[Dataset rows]
■ ■ ■ ■ ■ ■ ■

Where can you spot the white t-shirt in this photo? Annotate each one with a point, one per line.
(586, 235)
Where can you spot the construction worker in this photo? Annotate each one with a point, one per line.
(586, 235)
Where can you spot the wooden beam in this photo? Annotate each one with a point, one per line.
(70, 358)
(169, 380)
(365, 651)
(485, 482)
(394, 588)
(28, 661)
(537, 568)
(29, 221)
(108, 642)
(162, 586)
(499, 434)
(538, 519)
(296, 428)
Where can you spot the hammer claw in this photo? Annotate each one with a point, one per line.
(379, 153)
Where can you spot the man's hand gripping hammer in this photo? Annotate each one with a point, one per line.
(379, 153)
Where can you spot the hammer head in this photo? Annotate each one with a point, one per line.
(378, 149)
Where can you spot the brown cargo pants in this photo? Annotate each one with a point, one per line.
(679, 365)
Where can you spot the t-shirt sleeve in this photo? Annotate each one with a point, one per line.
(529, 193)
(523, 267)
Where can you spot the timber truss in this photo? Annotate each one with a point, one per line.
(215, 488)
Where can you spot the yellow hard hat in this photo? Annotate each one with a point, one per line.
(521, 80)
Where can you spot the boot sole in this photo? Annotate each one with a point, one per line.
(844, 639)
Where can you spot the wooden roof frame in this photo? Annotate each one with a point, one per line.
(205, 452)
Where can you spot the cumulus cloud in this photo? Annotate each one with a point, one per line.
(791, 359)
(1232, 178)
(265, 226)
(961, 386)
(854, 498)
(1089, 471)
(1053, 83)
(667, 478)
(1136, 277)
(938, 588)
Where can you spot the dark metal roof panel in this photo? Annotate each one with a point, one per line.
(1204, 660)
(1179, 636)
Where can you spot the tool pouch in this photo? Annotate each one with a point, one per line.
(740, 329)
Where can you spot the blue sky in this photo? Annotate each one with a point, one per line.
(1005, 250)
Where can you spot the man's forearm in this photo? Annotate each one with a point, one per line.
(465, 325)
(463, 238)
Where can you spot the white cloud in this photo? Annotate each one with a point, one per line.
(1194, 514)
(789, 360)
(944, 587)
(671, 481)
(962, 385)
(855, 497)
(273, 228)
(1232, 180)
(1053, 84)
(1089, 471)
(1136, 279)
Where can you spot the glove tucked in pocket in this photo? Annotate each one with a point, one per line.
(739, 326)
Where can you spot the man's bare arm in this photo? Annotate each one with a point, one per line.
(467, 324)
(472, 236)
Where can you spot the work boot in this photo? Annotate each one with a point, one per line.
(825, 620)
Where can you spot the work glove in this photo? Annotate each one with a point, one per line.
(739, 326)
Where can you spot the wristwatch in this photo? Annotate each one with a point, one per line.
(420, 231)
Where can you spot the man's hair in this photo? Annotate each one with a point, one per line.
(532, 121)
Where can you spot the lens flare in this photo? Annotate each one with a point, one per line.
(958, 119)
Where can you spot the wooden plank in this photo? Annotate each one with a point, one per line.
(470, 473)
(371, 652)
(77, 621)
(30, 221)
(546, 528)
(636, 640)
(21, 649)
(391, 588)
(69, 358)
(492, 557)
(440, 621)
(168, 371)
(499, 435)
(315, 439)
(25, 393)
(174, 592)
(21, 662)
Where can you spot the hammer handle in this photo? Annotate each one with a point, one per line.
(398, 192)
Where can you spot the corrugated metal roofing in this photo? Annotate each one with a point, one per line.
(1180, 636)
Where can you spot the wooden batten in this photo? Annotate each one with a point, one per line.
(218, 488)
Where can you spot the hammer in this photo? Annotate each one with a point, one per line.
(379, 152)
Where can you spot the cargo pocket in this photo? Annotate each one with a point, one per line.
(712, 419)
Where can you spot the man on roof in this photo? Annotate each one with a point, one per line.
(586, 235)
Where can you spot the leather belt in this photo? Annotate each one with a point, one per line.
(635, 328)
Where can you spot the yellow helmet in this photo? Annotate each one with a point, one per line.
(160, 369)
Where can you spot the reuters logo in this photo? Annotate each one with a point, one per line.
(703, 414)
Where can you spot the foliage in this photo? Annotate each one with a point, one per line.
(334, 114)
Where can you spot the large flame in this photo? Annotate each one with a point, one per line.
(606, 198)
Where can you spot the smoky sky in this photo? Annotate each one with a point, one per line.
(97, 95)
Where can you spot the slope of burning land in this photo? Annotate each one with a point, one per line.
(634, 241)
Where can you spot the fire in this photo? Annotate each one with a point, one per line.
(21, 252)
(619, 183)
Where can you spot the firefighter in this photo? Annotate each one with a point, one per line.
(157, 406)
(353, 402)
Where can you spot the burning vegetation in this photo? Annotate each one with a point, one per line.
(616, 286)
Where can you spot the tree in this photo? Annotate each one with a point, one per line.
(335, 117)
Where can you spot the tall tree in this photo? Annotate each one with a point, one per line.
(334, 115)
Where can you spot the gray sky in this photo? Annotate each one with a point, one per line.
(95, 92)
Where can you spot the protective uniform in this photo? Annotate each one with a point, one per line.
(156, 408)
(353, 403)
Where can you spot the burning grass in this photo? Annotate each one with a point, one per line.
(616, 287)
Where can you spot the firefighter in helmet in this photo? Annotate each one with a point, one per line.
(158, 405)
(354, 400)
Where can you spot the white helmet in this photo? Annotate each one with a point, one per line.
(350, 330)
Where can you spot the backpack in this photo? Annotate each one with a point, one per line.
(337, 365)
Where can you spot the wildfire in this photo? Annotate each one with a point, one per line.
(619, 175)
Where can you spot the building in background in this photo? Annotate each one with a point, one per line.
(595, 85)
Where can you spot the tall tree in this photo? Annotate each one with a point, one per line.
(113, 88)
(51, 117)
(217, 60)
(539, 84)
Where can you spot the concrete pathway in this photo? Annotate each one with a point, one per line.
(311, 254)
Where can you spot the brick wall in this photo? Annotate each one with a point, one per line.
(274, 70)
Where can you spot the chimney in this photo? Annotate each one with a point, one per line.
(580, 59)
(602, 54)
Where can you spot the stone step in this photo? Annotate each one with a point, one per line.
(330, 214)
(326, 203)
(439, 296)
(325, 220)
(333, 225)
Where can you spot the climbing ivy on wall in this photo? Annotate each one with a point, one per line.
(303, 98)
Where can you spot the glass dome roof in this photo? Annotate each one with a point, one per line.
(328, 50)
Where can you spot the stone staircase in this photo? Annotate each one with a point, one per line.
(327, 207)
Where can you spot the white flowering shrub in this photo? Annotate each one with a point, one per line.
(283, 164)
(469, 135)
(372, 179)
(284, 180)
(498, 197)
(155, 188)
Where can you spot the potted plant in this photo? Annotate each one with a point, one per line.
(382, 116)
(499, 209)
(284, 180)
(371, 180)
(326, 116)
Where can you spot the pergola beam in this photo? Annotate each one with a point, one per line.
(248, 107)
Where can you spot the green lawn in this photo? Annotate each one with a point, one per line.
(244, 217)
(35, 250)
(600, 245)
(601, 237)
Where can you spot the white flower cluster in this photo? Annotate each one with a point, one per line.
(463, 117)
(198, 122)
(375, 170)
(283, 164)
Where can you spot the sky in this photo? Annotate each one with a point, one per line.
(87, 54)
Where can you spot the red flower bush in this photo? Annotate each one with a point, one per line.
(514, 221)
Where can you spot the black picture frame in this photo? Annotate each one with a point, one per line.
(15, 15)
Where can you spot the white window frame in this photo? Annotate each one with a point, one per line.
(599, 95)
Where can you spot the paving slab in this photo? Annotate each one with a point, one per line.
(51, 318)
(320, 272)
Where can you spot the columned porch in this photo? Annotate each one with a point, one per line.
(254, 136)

■ ■ ■ ■ ■ ■ ■

_What to work on_
Copy out the whole listing, exactly as written.

_Solution to this exercise_
Where can you spot the white t-shirt in this photo? Annotate each one with a point, one per line.
(586, 235)
Where can you spot the construction worker in this photo? Annotate each one with a point, one per line.
(586, 235)
Where can you spot the wooden beam in this photo? Annotate each one with a point, one per line.
(70, 358)
(169, 380)
(365, 651)
(485, 482)
(394, 588)
(28, 661)
(537, 568)
(29, 221)
(108, 642)
(162, 586)
(499, 434)
(538, 519)
(296, 428)
Where can you spot the hammer claw in this photo? Annotate each one with a point, one per line.
(379, 153)
Where can you spot the man's hand gripping hammer in this photo? Annotate each one with a point, one per line.
(379, 153)
Where can you spot the hammer head in this photo? Annotate each one with a point, one per line.
(378, 149)
Where can you spot the brown cargo pants in this photo? Annotate each one with a point, one per line.
(679, 365)
Where can you spot the t-shirt sleeve in this photo? Annotate each one with a point, one per line.
(529, 193)
(523, 267)
Where can you spot the timber truss in this photo? Annotate each one with a point, one per line.
(215, 488)
Where can you spot the yellow hard hat in this photo? Annotate each one with a point, one per line.
(521, 80)
Where can you spot the boot sole in this photo? Annotate each one with a point, one per line.
(844, 639)
Where can you spot the wooden roof frame in this photo? Annotate each one with a point, one per line.
(205, 452)
Where can you spot the cumulus cloud in this photo? Annotate each one with a point, one per line.
(791, 359)
(1232, 178)
(265, 226)
(961, 386)
(854, 498)
(1089, 471)
(1053, 83)
(667, 478)
(1136, 277)
(938, 588)
Where can you spot the dark metal roof panel in this photo? Annotate each one with a point, one per line.
(1204, 660)
(1179, 636)
Where can you spot the tool pouch in this photo? Annotate each one with a point, one per line.
(740, 329)
Where can you spot the blue sky in this photo? Annotate each one with a point, one per line.
(1005, 250)
Where can you spot the man's forearm in this photo? Annotate each one with a point, one per line.
(465, 325)
(463, 238)
Where can you spot the white cloud in this photo? Annotate each one with a point, one per line.
(1194, 514)
(789, 360)
(944, 587)
(671, 481)
(962, 385)
(855, 497)
(273, 228)
(1232, 180)
(1053, 84)
(1089, 471)
(1136, 279)
Where can you spot the glove tucked in pocket in this photo? Annotate each one with a point, one per line.
(739, 326)
Where can you spot the man's bare arm in this photo? Annotate each one with a point, one per line.
(467, 324)
(472, 236)
Where can you spot the work boot in this photo? Annotate each one with a point, one per line.
(825, 620)
Where can you spot the work glove in this photo? Annotate each one with a point, one per line.
(739, 326)
Where can you spot the wristwatch in this photo? Annotate each one with a point, one per line.
(420, 231)
Where can you spot the man's hair in this photo? Annotate each one with a point, one per line.
(532, 121)
Where can you spot the lens flare in this photo? Annotate each one with a point, one per line.
(958, 119)
Where can you spot the wooden plank in this photo? Annotate each one with a point, one per line.
(470, 473)
(371, 652)
(77, 621)
(30, 221)
(546, 528)
(636, 640)
(21, 649)
(391, 588)
(69, 358)
(492, 557)
(440, 621)
(168, 371)
(499, 435)
(315, 439)
(25, 393)
(174, 592)
(21, 662)
Where can you spot the hammer handle in this photo? Annotate each one with a point, one per line.
(398, 192)
Where can you spot the corrugated metal roofing in this photo? Annotate each one with a point, one per line.
(1180, 636)
Where can you spot the wooden batten in this photo? Annotate each one with a point, one per line.
(218, 488)
Where can you spot the hammer in this photo? Annotate each one with a point, one per line.
(379, 152)
Where can you spot the cargo pocket in this photo? Annotate each one with a point, one per line.
(712, 419)
Where can you spot the man on roof in this photo? Annotate each one with a point, one per line.
(586, 235)
Where can you spot the leather belt in this photo? Annotate each one with a point, one per line.
(635, 328)
Where can you spot the yellow helmet in this photo? Annotate each one with a point, one per line.
(160, 369)
Where can you spot the reuters logo in this photo? Annotate each one with a point, one per line.
(703, 414)
Where can you spot the foliage in this photo? Annotate each one with a point, one per line.
(334, 114)
Where can you spot the large flame in this photo? Annotate each one with a point, one per line.
(606, 198)
Where can you spot the smoky sky in this photo? Annotate each one with a point, one per line.
(97, 95)
Where can you spot the slope of burning land in this photo? Annotate each one with a point, one per line.
(634, 241)
Where can you spot the fire in this photo? Annotate each one with a point, one per line.
(21, 252)
(619, 183)
Where can you spot the firefighter in this photo? Annotate each one with a point, one per line.
(157, 406)
(353, 402)
Where can you spot the burning vegetation in this photo? Annotate each one with a point, one per line.
(616, 286)
Where can you spot the tree in this photo? Annotate each one with a point, one per line.
(335, 117)
Where can you spot the tall tree in this photo? Annotate each one with a point, one per line.
(334, 115)
Where can you spot the gray sky in this photo? Annotate each one with a point, one per line.
(95, 92)
Where can you spot the protective uniform in this photo? Annotate each one with a point, one per line.
(156, 408)
(353, 403)
Where can you spot the burning grass in this photo? Annotate each one with a point, one per line.
(616, 287)
Where can you spot the firefighter in helmet in this photo? Annotate each one with a point, one per line.
(158, 405)
(354, 400)
Where can you spot the white helmet in this photo? Annotate each one with a point, one per line.
(350, 330)
Where can you spot the backpack in this photo? Annotate each one with a point, one per line.
(337, 365)
Where can you spot the wildfire in this photo? Annotate each one with a point, one per line.
(619, 175)
Where can you spot the building in background in this photo? Annotate each one with a point, one per line.
(595, 85)
Where can you spot the tall tree in this photo? Annotate each one with a point, one per line.
(113, 88)
(51, 117)
(217, 60)
(539, 84)
Where can you spot the concrete pathway in this photo? Annotate each one with a point, one per line.
(311, 254)
Where can you spot the brick wall in this photo? Annotate each one with a point, one per line.
(274, 70)
Where can you spot the chimney in this photo? Annotate each one with a point, one per line.
(580, 59)
(602, 54)
Where can you spot the stone step in this photo? Annotate each one with a point, one per line.
(330, 214)
(326, 203)
(439, 296)
(325, 220)
(333, 225)
Where can you spot the climbing ivy on wall in this photo? Annotate each one with a point, one per line.
(303, 98)
Where can you spot the glass dome roof in this photo? Annotate each one with a point, one per line.
(328, 50)
Where can you spot the stone staircase in this photo? Annotate each one with a point, one per line.
(327, 207)
Where can you spot the white flowering shrub in this photo? Annotate each one with a point, one per line.
(283, 164)
(469, 135)
(372, 179)
(284, 180)
(498, 197)
(155, 188)
Where can you spot the potted plant in this photo? Annotate each one with a point, one per line.
(382, 116)
(499, 209)
(284, 180)
(371, 180)
(326, 116)
Where can you spot the pergola beam in this photo? Annotate each one with a point, one per line.
(248, 107)
Where can you spot the green lawn in this photo? Annotate each one with a point, one per line.
(244, 217)
(35, 250)
(600, 245)
(601, 237)
Where can you spot the white flower cluster in this photo? Annotate each one with a point, one per line.
(463, 117)
(198, 122)
(375, 170)
(283, 164)
Where can you spot the sky in this photo? Annotate each one with a point, one per line.
(87, 54)
Where can you spot the red flower bush in this photo? Annotate each one with a point, one per line.
(514, 221)
Where can you spot the black picture frame in this photo? Annotate each one with a point, one per line.
(15, 15)
Where can you spot the white window frame in this photo? Annotate each one with a point, one per line.
(599, 95)
Where can you spot the paving slab in this photo? Annotate each one with a point, one per line.
(51, 318)
(320, 272)
Where can you spot the columned porch in this photo? Annotate each one with a point, one per line.
(254, 136)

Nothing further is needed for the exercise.